- **Extracted text**
┌────────
Another teen ""genius"". Big media is pushing these guys all the time, probably to fuel another tech bubble to be popped so that the legitimate businesses (i.e. not this guy) can be bought up on the cheap. Same'ol same'ol ...
Though that marketing video, while "snazzy", is pretty pedestrian, as marketing videos go.
There are some bona fide "kid geniuses" out there who have done amazing things (though many with lots of help from family/friends/other adult geniuses). That said, there are 100 times more who talk a good line, but have nothing to show for it.
I'll wait until I see the goods before I pronounce anyone "kid genius".
-SS "Teach the ignorant, care for the dumb, and punish the stupid."
I hope he doesn't use his teeth to create 3D objects.
This is not the sig you're looking for.
Get ready to travel through time and eat cake while you do it!
My company with patent pending technology will let you travel through time while eating cake.
Sorry, I got prior art on this. Everytime I find myself eating birthday cake I am shocked that I've traveled one year though time. It really sucks (the time travel, not the cake).
B.S. Crapload's law of buzzwords: Anyone who says they are "innovating" is almost certainly NOT.
└────────
- **Data**
┌────────
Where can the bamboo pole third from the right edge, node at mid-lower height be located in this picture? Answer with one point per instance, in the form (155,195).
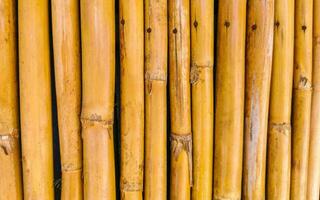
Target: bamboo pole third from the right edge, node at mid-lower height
(279,131)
└────────
- **Task instructions**
(a) Based on the comments about the teen "genius," is each statement below accurate? Answer yes or no for each, and quote the words from the comments that decide it. (i) The marketing video is called impressive by the usual standard of marketing videos. (ii) One commenter claims that for every bona fide kid genius there are 100 times more who talk a good line. (iii) The commenter who mentions birthday cake says it is the cake that really sucks.
(b) Summarize the comments about the teen "genius" in two sentences.
(c) Carry on with the comments about the teen "genius" from the point where they end.

- **Your written answers**
(a)
(i) No: "is pretty pedestrian, as marketing videos go."
(ii) Yes: "there are 100 times more who talk a good line, but have nothing to show for it."
(iii) No: "It really sucks (the time travel, not the cake)."

(b) The comments dismiss another teen "genius" as something big media pushes, possibly to fuel a tech bubble. One commenter grants that some bona fide kid geniuses exist but will wait to see results before calling anyone one, while others joke about time travel while eating cake and claim that anyone who says they are "innovating" almost certainly is not.

(c)
Strange things are afoot at the Circle-K.
What...the high intensity youtube video with techno-music and flying text wasn't enough proof?
Man, what are they gonna have to do to get through to you... make it work or something?
Slashdot needs to knock it off with these "Child genius is going to totally upstage all those stupid companies and make something amazing!" stories they run some time. The thing is, they are essentially never true and we as geeks should know better.
Smart kids often have the problem of thinking they know everything. They have the brains to be well above their peers at pretty much everything, and so have a confidence in their knowledge and intelligence, but lack the experience to understand the limitations of both in the larger world. Hence they'll think that they have found an "obvious" solution to a problem in the world that nobody else has managed to think of. I'm sure most of us felt like that at one time or another as children.
However, it turns out that smart kids become smart adults, and those smart adults get job making the thing we use, solving the problems we have, and so on. So, usually if there's something that hasn't been solved, the reason is that there is NOT a simple solution. There isn't something that a kid will just say "Oh look, here's a better way to do it." Rather it is a complex problem and thus the solutions are complex.
So Slashdot needs to quit with stories on shit like this unless there' something to back it up. A printer actually gets released based on this kids design? Ok that's a story. Some kid says he can do way better than anyone else? That's not a story. That is, to quote the Reapers, "A confidence borne of ignorance." It's not news.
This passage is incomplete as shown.